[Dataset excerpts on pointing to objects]
┄┄┄┄┄┄

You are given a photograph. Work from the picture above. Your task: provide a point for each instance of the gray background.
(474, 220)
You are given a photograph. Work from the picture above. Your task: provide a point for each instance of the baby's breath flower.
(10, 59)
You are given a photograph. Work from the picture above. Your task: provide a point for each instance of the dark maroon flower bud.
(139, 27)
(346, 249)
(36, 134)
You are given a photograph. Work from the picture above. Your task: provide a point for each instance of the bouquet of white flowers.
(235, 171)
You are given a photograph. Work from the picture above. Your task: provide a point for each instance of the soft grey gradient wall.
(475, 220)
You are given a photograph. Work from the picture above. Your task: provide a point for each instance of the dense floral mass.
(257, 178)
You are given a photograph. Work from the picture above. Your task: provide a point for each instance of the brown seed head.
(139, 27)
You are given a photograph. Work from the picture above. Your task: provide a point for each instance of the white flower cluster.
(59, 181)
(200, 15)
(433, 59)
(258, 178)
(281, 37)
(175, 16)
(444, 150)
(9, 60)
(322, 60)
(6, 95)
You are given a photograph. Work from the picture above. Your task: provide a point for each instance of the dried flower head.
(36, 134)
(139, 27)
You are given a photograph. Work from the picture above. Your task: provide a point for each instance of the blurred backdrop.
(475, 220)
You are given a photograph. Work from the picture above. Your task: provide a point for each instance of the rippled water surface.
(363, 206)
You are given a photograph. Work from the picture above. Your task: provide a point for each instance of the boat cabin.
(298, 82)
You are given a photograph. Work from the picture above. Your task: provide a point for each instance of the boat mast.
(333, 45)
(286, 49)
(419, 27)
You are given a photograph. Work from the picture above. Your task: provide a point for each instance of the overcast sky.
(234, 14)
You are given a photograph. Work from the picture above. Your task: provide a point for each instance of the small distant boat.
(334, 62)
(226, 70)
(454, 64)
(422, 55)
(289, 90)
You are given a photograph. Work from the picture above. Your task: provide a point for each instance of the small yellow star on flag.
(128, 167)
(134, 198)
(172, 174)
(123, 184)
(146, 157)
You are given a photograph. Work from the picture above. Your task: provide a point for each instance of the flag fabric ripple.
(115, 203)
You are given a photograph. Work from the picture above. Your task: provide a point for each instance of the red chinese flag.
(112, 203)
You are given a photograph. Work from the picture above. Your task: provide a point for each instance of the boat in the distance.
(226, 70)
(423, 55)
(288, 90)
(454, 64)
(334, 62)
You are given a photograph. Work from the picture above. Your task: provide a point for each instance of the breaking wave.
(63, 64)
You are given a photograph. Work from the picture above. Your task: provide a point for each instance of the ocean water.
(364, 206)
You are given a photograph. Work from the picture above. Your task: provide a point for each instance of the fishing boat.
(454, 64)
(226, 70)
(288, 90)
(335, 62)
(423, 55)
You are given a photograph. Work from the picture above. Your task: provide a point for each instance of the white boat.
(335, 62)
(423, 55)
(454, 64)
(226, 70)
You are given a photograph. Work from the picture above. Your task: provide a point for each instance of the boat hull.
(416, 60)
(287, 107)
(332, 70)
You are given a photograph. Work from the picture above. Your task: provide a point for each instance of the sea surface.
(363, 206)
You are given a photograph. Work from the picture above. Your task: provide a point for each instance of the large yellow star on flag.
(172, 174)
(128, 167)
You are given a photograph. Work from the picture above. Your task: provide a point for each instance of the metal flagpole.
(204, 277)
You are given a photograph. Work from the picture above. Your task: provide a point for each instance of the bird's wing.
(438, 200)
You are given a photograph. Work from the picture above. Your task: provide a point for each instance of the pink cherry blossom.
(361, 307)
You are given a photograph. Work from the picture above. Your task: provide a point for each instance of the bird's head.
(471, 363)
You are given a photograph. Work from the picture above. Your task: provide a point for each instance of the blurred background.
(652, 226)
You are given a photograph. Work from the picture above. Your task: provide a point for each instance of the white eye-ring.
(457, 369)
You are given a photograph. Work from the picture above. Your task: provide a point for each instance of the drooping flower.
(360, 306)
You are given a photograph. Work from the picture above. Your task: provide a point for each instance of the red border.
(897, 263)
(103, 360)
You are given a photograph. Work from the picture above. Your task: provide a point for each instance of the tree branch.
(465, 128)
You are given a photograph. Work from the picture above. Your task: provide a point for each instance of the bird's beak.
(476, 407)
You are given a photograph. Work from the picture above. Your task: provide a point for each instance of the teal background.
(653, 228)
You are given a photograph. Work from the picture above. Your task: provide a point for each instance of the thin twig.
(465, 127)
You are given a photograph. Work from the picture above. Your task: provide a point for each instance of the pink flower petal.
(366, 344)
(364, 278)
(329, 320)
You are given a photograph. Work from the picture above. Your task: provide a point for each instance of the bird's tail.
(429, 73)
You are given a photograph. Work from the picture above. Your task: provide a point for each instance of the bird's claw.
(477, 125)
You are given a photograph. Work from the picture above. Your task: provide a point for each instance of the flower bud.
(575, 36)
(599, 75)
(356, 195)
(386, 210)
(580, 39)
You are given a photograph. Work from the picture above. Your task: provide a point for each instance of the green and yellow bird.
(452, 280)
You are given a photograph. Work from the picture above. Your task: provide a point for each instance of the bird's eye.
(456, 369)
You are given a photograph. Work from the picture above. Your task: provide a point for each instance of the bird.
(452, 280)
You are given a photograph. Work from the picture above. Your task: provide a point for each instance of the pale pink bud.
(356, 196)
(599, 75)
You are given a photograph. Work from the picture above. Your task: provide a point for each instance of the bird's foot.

┄┄┄┄┄┄

_Exercise description_
Arrange the lines as a JSON list of strings, one string per line and blank lines omitted, starting with the line that contains "the bird's beak." and continuing through the end of the lines.

_Correct response_
[
  "You are given a photograph. Work from the picture above. Your task: provide a point for each instance of the bird's beak.",
  "(476, 407)",
  "You are given a photograph. Work from the picture above. Your task: provide a point for each instance of the teal background.",
  "(653, 228)",
  "You are given a photograph. Work from the picture above. Your task: provide a point for each instance of the thin twig.",
  "(465, 127)",
  "You are given a photograph. Work from the picture above. Your task: provide a point for each instance of the pink flower petal.",
  "(366, 344)",
  "(364, 278)",
  "(329, 320)",
  "You are given a photograph. Work from the picture above. Your task: provide a point for each instance of the bird's tail.",
  "(429, 73)",
  "You are given a photograph. Work from the picture above. Your task: provide a point for each instance of the bird's claw.",
  "(477, 125)",
  "You are given a photograph. Work from the picture above. Your task: provide a point for each instance of the flower bud.",
  "(575, 36)",
  "(599, 75)",
  "(356, 195)",
  "(386, 210)",
  "(580, 39)",
  "You are given a photograph. Work from the picture above. Your task: provide a point for each instance of the green and yellow bird.",
  "(452, 280)",
  "You are given a photograph. Work from the picture above. Your task: provide a point for each instance of the bird's eye.",
  "(456, 369)",
  "You are given a photograph. Work from the picture above. Your task: provide a point for each instance of the bird.",
  "(452, 280)",
  "You are given a photograph. Work from the picture above. Your task: provide a point for each instance of the pale pink bud.",
  "(356, 196)",
  "(599, 75)",
  "You are given a photograph. Work from the picture above. Your task: provide a point for each instance of the bird's foot."
]